§ Task description:
Copy out all the lines in the records that include the word "tree".

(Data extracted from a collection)
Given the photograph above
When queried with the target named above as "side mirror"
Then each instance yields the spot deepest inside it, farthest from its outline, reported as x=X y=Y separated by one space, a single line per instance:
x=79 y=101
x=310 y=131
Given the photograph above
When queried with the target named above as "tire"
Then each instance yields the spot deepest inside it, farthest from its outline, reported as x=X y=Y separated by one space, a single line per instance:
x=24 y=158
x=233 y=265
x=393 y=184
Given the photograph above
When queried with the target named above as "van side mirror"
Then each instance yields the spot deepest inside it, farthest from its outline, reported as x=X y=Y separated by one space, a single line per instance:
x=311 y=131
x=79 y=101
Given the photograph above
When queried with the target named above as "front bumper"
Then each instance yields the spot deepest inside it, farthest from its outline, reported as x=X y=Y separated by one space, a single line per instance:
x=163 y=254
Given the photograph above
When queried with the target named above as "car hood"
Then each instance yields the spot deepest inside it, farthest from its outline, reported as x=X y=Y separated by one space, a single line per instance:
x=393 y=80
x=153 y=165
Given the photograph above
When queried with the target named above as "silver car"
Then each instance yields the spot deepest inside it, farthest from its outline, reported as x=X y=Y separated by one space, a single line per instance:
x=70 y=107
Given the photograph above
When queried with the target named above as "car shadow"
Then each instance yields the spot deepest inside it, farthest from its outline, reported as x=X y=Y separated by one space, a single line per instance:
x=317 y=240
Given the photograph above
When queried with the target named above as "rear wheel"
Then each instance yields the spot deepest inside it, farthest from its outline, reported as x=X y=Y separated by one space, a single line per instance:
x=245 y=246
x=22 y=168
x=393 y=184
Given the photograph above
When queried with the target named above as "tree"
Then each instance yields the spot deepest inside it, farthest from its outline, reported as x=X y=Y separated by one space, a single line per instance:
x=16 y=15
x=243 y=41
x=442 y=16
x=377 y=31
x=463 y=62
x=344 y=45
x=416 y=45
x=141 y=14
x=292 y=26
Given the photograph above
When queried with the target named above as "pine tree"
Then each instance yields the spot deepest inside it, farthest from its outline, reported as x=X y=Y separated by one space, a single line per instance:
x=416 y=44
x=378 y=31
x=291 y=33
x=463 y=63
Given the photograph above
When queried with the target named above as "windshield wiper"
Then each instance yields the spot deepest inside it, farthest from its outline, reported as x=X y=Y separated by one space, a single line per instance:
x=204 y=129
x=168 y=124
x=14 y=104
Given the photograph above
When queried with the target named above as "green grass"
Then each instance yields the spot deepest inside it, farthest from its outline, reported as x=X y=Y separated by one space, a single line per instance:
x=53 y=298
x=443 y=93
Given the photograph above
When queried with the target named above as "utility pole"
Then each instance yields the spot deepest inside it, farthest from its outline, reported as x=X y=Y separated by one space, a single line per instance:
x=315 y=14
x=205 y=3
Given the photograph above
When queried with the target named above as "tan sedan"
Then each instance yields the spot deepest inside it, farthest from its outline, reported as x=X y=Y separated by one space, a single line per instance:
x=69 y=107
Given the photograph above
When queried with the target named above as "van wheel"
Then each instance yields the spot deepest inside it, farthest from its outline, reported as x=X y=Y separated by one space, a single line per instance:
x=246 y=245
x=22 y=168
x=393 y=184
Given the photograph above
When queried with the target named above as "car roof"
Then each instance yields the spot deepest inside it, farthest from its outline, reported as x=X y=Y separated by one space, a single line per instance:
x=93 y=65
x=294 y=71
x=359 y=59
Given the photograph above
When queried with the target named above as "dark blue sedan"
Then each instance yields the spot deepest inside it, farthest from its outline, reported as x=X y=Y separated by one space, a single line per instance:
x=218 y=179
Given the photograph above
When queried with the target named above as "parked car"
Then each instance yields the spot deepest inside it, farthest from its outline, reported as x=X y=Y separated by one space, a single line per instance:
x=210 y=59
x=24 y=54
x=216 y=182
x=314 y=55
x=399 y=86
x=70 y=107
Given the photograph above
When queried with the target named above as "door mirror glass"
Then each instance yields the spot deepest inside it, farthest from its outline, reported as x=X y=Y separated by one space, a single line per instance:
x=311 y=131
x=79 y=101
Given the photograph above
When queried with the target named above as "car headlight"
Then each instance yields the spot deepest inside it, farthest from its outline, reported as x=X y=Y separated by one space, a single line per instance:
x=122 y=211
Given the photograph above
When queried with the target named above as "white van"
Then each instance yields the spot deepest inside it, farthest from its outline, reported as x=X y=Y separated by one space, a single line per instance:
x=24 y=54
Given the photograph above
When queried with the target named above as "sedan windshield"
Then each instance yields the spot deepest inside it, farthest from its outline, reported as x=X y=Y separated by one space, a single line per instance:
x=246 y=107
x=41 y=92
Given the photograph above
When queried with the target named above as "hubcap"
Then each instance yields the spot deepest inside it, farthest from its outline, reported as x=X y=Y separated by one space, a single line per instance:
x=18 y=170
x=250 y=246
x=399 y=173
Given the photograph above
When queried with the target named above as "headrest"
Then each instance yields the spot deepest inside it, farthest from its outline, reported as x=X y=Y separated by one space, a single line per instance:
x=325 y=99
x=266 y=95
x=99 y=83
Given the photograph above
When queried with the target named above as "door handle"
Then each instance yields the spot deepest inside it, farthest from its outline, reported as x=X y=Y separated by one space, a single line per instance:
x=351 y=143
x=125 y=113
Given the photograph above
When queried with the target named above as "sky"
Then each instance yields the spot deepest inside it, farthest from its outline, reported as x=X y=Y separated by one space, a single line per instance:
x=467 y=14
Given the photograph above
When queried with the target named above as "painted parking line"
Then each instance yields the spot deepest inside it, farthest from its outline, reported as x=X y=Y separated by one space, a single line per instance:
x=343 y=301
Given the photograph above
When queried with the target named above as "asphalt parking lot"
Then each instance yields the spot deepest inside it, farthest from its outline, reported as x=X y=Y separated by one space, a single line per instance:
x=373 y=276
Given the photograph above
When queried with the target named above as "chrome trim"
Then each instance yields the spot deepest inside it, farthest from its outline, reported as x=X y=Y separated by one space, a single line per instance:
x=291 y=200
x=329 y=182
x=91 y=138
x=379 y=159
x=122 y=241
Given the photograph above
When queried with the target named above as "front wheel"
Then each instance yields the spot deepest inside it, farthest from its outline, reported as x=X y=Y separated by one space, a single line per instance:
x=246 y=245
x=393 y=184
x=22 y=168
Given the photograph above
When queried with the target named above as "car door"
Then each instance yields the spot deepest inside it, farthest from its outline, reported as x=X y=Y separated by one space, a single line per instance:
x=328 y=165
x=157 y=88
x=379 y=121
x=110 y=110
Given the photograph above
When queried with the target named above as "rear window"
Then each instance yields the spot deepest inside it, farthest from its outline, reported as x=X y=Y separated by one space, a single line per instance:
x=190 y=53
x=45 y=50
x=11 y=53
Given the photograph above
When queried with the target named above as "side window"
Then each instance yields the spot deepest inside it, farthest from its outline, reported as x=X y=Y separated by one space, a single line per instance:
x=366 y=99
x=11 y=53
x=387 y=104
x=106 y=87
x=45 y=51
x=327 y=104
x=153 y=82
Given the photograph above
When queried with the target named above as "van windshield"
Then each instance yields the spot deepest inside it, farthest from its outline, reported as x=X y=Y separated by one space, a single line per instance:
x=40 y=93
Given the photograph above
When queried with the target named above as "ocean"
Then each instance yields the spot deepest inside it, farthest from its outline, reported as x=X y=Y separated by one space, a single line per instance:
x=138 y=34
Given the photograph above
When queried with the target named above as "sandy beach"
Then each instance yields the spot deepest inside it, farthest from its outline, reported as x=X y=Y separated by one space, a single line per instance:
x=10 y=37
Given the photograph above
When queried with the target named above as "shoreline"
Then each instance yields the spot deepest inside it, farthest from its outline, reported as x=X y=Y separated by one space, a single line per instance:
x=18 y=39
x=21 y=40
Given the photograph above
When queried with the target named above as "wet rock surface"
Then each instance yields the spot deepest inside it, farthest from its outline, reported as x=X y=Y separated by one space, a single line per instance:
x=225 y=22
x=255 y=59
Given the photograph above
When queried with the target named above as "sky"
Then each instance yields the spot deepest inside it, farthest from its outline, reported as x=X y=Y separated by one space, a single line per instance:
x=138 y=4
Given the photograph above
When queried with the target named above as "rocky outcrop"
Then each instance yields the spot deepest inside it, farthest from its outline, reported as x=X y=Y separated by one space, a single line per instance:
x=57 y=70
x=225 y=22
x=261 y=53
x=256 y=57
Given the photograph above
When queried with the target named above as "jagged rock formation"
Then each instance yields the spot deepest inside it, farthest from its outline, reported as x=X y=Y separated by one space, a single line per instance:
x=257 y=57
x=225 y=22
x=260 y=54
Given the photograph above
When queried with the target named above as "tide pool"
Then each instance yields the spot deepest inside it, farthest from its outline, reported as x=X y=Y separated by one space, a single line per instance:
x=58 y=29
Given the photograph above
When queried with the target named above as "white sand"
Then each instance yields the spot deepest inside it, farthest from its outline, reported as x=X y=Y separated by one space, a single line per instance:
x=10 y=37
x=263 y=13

§ Task solution:
When queried with the target named above as "tree"
When queried with the target named above as "pine tree"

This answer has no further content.